SUPPLIED PASSAGE:
%%
Shipowner Clinton: "Shut up and steer. I'll pass a law that makes icebergs illegal."
Engineer Gore: "Maybe we should do something anyway, just to make the passengers happy."
Shipowner Clinton: "If you really insist. And make sure my personal lifeboat is working."
Jack: "I love you."
Rose: "Then why are you going to let me get out of a lifeboat, and almost die for you? And what are we doing HERE?"
Lookout Ed: "ICEBERG!!"
Watch Officer Koskinen: "Okay, turn left. No, turn right. Hey, can this thing submerge?"
Master-at-arms North: "Hey, will this finally be my opportunity to shoot people?"
Lookout Ed: "Sir, there's a hole in the ship. We're going to sink."
Shipowner Clinton: "No, we can't sink. I'll pass a law against it. Besides, this is the Titanic. Whoever heard of the Titanic sinking?"
Watch Officer Koskinen: "Well said, sir."
Shipowner Clinton: "See, John's doing all the work with only 3 people under him!! The American spirit will prevail. Nothing will challenge the American way of life, mom, or apple pie. That reminds me, I'm hungry."
Master-at-Arms North: "You're a NWO conspiracy theorist working on behalf of the mermaids. When we sink, you're going to become a prince of the mermaids. The mermaids put the iceberg there because they want to enslave the rest of us."
Passenger Milne: "Butthead."
Engineer Infomagic: "Hey, there's water down here! And it's wet!! This systematically proves..that we're going to sink! And that our sinking will wipe out enough rich people to knock us back into the Dark Ages..and the force of the ship hitting bottom will cause an earthquake that will wipe out most of the Eastern Seabord!"
%%
RECORDS PROVIDED:
%%
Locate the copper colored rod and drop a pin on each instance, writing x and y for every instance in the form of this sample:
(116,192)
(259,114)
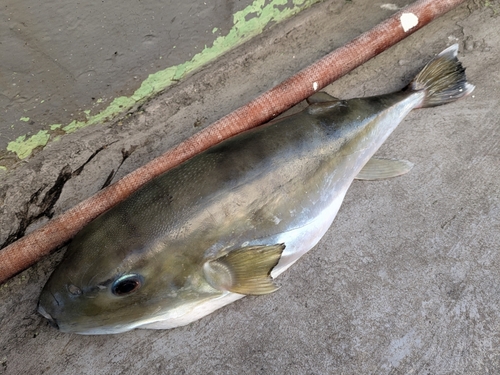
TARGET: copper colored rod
(26,251)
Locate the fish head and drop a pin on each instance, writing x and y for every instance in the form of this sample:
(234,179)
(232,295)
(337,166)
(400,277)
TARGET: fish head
%%
WHAT TO DO:
1. Condense the line in the Titanic dialogue that begins "See, John's doing all the work" into a short bulleted list that keeps its main points.
2. Decide whether each statement agrees with the Titanic dialogue. Answer yes or no, and quote the words that decide it.
(a) Lookout Ed reports that the ship has a hole and will sink.
(b) Shipowner Clinton wants his personal lifeboat to be in working order.
(c) Master-at-Arms North says the mermaids placed the iceberg in order to rescue the passengers.
The listing is not needed for this work.

TASK RESULTS:
1.
- John is doing all the work with only three people under him.
- The American spirit will prevail.
- Nothing will challenge the American way of life, mom, or apple pie.
- The speaker is reminded that he is hungry.

2.
(a) Yes: "Sir, there's a hole in the ship. We're going to sink."
(b) Yes: "And make sure my personal lifeboat is working."
(c) No: "The mermaids put the iceberg there because they want to enslave the rest of us."